### Input

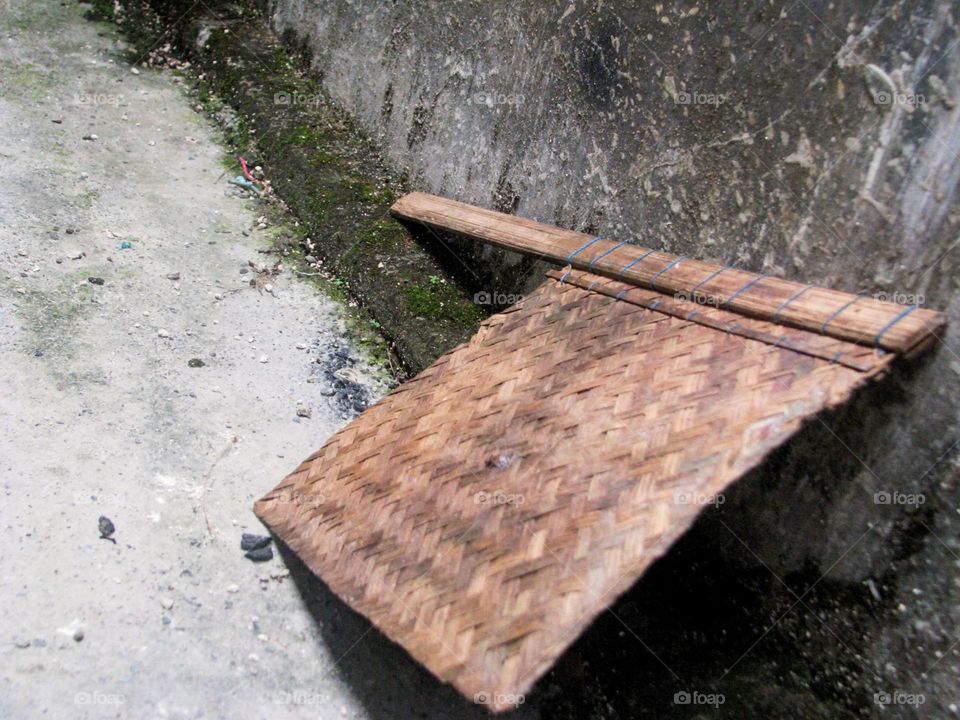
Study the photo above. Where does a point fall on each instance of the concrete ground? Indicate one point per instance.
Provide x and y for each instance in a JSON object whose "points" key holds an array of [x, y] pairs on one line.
{"points": [[102, 412]]}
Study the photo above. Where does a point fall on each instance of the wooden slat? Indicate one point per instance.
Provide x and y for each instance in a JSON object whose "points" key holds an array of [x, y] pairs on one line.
{"points": [[842, 315]]}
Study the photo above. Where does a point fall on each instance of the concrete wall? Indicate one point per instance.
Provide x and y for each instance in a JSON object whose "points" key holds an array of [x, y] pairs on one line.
{"points": [[811, 140]]}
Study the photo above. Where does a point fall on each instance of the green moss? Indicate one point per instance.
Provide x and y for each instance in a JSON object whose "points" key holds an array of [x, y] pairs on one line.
{"points": [[440, 300]]}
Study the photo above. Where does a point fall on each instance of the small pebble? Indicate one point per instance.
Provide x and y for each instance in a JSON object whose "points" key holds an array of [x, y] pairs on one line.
{"points": [[260, 554], [249, 541]]}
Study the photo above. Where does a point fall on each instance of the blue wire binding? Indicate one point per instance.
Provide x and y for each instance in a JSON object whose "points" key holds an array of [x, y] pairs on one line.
{"points": [[898, 318], [583, 247], [833, 315]]}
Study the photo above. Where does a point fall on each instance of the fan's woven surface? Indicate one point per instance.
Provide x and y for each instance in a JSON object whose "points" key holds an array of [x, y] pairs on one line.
{"points": [[485, 512]]}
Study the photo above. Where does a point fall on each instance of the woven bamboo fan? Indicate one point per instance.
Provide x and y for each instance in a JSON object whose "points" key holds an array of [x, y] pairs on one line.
{"points": [[484, 513]]}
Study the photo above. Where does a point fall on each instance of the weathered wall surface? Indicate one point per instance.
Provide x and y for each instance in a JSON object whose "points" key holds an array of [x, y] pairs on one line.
{"points": [[818, 141]]}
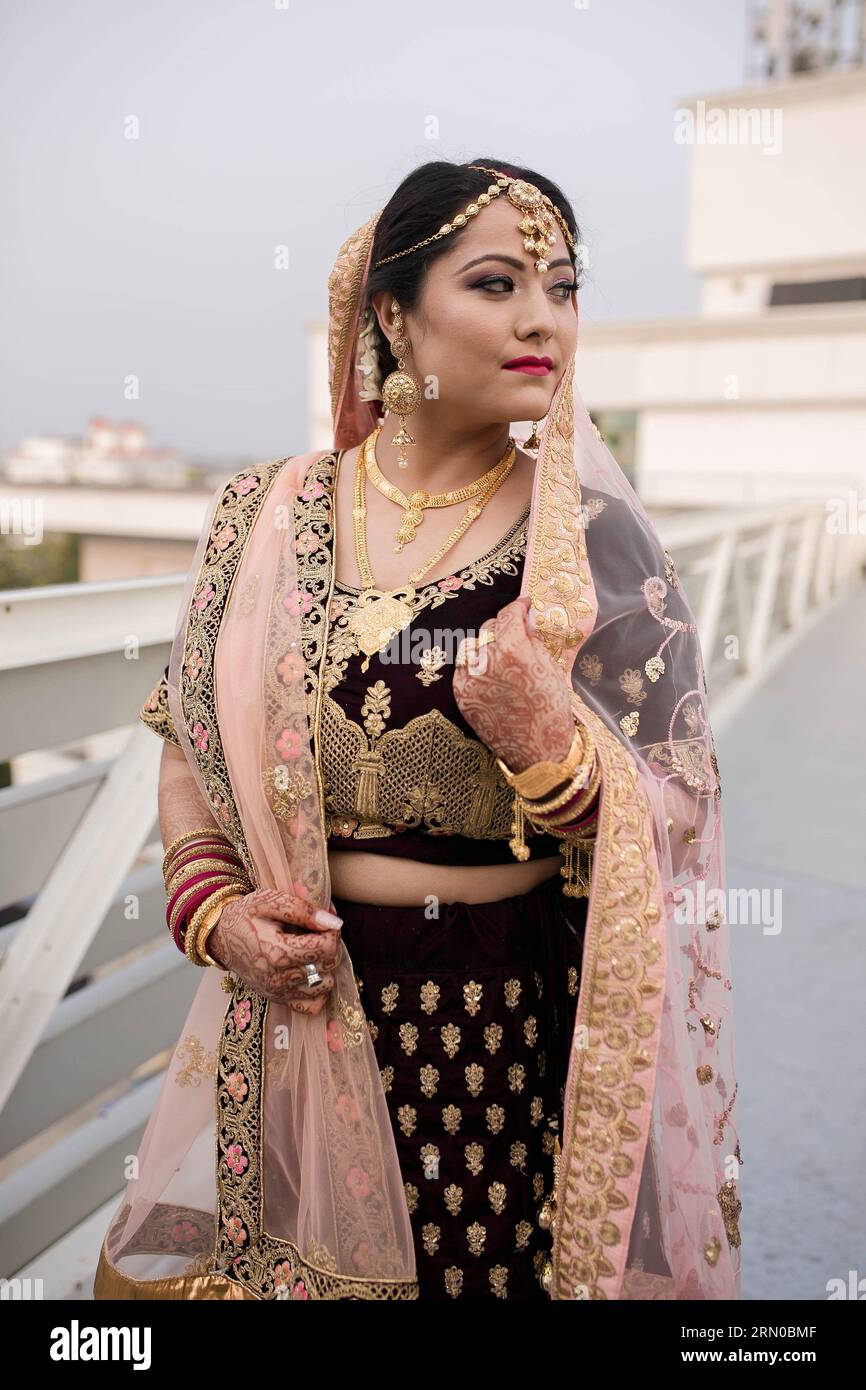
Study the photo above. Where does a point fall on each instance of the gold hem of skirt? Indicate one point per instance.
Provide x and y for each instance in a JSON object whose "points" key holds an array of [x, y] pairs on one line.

### Your instructions
Convert every line of the rows above into a JSON array with one string per line. Omit the pictures and any blank lines.

### The result
[
  "Study the photo above. Where does a point fall on each instance of the concrete ground? Indicate one point per instance.",
  "Provide x and y for each instance in a JSON object whose \"points\" key holds an array of [x, y] pairs on one line.",
  "{\"points\": [[102, 412]]}",
  "Study the photo above. Where does a point fall on each instance of the wooden slat? Indicate one point per instance.",
  "Provide x and y for each instance in a JSON object whose \"points\" key holds an array of [x, y] pairs on one line.",
  "{\"points\": [[842, 315]]}",
  "Study the photo above. Where does a point fall on each instance of the concrete wall? Indicate one point per instance.",
  "Provide x and y for each instance in a JSON object whose \"points\" key holds an array of [x, y] pairs on one line.",
  "{\"points\": [[811, 140]]}",
  "Study the photo above. Where does a point fall on each instance of the green moss? Indicate one point per instance.",
  "Provide x and y for each instance in a JSON object whose \"points\" key holds an array of [x, y] pairs on one line.",
  "{\"points\": [[440, 300]]}",
  "Study the photo above. Where does a point fall on each instance of the small pebble? Indicate one point per instance.",
  "Provide x and y for each instance in a JSON object whose \"points\" key holds an array of [x, y] pairs on one line.",
  "{\"points\": [[260, 554], [249, 541]]}",
  "Study the photo above. Where does a point fall on each instance of the blue wire binding? Indicate one point per instance.",
  "Provide x and y for each instance in a JSON object whose \"points\" key holds an array of [x, y] pairs on one line.",
  "{\"points\": [[898, 318], [583, 247], [833, 315]]}",
  "Study the photo above. Where does a point fall on each instance of the fan's woven surface? Indicate one point per instance.",
  "Provide x and y for each instance in a JSON object whose \"points\" key holds an array of [x, y] pairs on one line.",
  "{\"points\": [[485, 512]]}",
  "Study the photo above. Where does a point fall on each instance of the woven bamboo fan? Indicate one point per instance.",
  "Provide x and y for each instance in a JSON object whose \"points\" key holds an array of [x, y] pairs on one line.",
  "{\"points\": [[484, 513]]}",
  "Study the photo above. Where does a point fall on each instance of the weathered wall surface? Indicate one point per instance.",
  "Provide x and y for each instance in a JSON object whose \"points\" key holds an array of [x, y] pairs on one line.",
  "{\"points\": [[818, 141]]}",
  "Study the photo above. Where does a point fall on each instance of the gold hem of skirt? Indicate one point per instance.",
  "Provide x and y for each instance in a JSON object whose \"points\" key holds an array of [x, y] pairs on one line."
]